Study text ::
--*--
Our newspaper archive is a great way to gain insight to how our ancestors lived. If you're lucky, it may even help you put faces to names. But that's not all the archives are good for. Newspapers are all about stories. What better way to immerse yourself in another time than to read about it as it happened, perusing the same newspapers that would have been regular features at breakfast tables up and down the country? It's also a fantastic research resource used by everyone from football fans finding out their team's humble beginnings to novelists wanting to ensure authenticity and verisimilitude in their historical stories. One such author is Gill Hoffs. Here, Gill shares an incredible story she found while using Findmypast's newspaper archive for novel research.
The shipwreck I wrote about in my first book, The Sinking of RMS Tayleur: The Lost Story of the Victorian Titanic, happened in early 1854; a time when there were an average of three vessels registered as wrecked every day in British and Irish waters alone. While researching contemporary shipwrecks, so I could better understand what was 'normal' for a wreck then and what wasn't, I uncovered the story of an inexperienced American captain who attempted mass murder.
The William and Mary was an ordinary emigrant ship sailing from Liverpool for New Orleans with 208 passengers and no ship surgeon on board. Captained by Timothy Stinson, the arrogant son-in-law of one of the owners, the fate of the ship made news not once but twice in the summer of 1853.
--*--
Data for analysis ::
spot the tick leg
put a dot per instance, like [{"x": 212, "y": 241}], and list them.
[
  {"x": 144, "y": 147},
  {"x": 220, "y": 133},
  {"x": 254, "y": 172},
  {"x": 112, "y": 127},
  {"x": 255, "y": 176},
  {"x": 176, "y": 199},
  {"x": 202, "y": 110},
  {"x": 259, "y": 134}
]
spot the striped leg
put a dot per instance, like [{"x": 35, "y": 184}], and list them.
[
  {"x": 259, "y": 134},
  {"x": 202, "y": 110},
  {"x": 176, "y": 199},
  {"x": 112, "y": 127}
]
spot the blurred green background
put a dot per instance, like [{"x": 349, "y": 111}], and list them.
--*--
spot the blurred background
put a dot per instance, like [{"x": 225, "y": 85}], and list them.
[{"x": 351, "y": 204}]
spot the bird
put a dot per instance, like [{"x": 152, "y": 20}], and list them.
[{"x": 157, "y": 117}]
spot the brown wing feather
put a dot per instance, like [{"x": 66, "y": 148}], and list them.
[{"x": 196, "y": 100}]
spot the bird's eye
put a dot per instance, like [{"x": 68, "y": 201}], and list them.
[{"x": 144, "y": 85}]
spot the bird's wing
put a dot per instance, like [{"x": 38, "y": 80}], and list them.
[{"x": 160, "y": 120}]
--*--
Brief A :: In the shipwreck text, how many passengers were on board the William and Mary?
Brief B :: Set down the part of the shipwreck text that opens with the words containing "The William and" and closes with "summer of 1853.".

Answer section A :: 208

Answer section B ::
The William and Mary was an ordinary emigrant ship sailing from Liverpool for New Orleans with 208 passengers and no ship surgeon on board. Captained by Timothy Stinson, the arrogant son-in-law of one of the owners, the fate of the ship made news not once but twice in the summer of 1853.